Data listing

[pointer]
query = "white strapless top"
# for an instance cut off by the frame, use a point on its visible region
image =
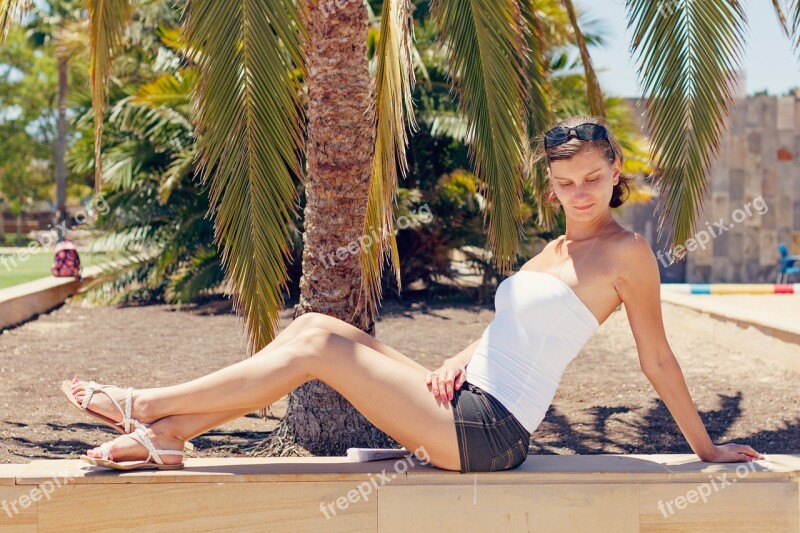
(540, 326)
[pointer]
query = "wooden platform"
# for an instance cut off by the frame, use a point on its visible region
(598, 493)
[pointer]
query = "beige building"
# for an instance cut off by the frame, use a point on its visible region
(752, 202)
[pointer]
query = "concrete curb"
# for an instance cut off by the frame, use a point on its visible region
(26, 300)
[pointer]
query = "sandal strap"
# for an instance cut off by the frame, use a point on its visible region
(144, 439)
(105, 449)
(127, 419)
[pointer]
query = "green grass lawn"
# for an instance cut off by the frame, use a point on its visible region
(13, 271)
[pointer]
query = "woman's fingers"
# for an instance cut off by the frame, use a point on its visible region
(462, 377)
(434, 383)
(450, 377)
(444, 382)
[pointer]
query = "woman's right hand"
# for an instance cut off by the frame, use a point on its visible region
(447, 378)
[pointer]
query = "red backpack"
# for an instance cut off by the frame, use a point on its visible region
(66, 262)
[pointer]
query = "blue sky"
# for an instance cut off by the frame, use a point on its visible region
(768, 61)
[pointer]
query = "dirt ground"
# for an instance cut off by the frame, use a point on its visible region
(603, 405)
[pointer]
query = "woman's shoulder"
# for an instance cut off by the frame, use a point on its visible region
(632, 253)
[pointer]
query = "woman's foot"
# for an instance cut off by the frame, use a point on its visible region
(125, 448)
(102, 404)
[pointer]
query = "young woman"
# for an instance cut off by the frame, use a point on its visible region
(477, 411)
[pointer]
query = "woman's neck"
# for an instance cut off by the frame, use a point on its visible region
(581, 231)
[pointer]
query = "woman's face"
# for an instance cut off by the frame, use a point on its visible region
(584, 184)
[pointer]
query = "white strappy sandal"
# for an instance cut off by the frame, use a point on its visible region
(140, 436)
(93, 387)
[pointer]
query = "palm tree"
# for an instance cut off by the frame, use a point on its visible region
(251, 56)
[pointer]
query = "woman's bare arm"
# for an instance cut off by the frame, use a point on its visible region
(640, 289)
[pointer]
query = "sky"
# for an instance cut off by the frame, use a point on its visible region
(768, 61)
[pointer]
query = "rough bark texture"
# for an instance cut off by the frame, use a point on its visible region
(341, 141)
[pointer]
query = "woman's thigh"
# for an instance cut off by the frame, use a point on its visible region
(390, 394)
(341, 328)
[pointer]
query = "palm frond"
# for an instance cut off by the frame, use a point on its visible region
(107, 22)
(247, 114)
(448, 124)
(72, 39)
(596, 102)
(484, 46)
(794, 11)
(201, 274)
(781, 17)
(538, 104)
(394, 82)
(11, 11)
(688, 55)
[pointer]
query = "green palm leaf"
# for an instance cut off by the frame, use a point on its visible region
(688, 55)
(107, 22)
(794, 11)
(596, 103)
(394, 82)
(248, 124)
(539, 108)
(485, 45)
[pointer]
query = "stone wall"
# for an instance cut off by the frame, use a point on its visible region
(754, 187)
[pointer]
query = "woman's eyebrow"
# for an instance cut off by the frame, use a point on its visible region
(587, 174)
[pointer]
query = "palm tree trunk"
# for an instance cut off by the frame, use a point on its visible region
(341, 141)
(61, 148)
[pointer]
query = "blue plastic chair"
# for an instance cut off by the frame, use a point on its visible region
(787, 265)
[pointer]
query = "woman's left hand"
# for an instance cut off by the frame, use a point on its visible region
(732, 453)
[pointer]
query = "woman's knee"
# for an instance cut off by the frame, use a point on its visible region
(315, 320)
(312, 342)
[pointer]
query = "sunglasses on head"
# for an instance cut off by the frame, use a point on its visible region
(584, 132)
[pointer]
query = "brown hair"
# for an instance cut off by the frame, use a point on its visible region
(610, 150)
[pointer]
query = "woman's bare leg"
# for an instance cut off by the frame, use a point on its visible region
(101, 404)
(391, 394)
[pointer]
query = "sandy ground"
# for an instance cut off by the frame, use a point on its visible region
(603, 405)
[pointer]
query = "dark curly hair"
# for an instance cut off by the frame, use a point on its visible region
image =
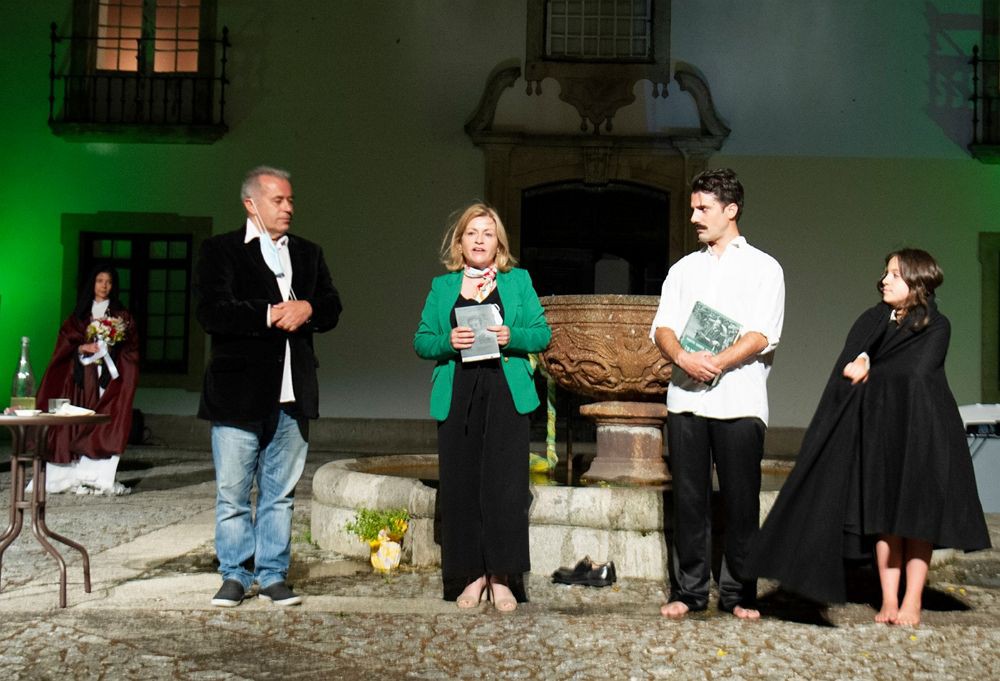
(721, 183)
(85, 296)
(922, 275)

What the exercise asks
Select and copy each line in the records above that contains the word "sandal".

Task response
query = "sandal strap"
query = "white strappy sandal"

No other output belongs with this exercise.